Image-grounded pointing data
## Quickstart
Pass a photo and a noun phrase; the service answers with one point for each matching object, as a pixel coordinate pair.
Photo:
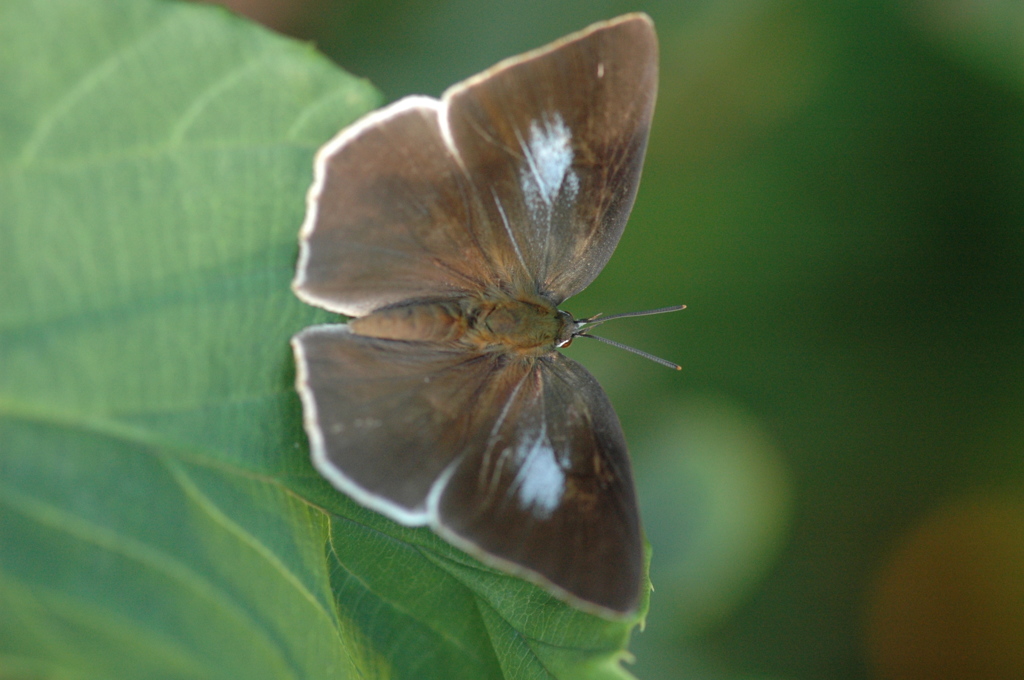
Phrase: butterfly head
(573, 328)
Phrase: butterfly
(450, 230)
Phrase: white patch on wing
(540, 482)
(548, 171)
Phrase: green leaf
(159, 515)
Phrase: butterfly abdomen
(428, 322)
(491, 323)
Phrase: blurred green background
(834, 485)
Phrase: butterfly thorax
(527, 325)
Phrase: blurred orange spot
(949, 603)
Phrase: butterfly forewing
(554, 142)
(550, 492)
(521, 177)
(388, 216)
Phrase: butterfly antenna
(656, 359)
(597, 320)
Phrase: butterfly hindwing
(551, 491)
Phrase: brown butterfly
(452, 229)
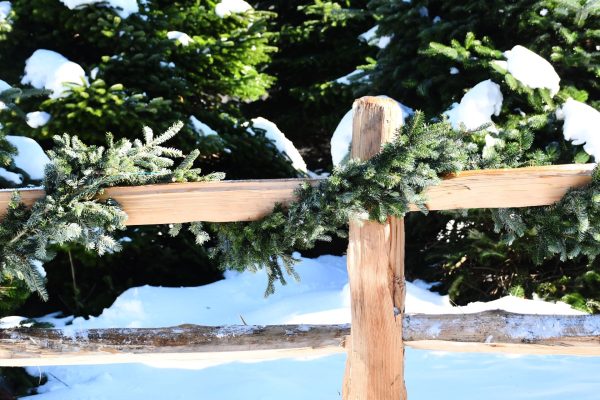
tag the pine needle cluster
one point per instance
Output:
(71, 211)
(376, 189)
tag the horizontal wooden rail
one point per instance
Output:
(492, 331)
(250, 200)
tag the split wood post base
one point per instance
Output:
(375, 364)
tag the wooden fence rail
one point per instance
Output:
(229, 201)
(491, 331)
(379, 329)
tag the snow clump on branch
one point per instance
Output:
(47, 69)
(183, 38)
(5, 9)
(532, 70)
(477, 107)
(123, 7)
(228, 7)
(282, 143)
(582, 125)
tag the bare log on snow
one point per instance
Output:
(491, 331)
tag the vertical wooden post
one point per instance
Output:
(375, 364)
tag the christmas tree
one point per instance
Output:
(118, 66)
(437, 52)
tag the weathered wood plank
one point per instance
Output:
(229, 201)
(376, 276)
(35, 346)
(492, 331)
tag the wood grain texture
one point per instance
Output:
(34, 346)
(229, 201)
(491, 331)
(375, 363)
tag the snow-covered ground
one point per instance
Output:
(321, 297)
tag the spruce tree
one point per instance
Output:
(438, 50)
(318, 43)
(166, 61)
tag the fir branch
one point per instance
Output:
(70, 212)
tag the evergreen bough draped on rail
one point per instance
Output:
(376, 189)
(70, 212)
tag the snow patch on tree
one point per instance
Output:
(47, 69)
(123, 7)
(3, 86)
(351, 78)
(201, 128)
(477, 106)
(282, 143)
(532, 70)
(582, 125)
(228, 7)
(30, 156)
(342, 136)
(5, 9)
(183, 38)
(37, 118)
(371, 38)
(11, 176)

-- Problem details --
Check the data for the word "tree" and pull out the lines that have it.

-- Response --
tag the christmas tree
tag the spruce tree
tag the snow patch on tree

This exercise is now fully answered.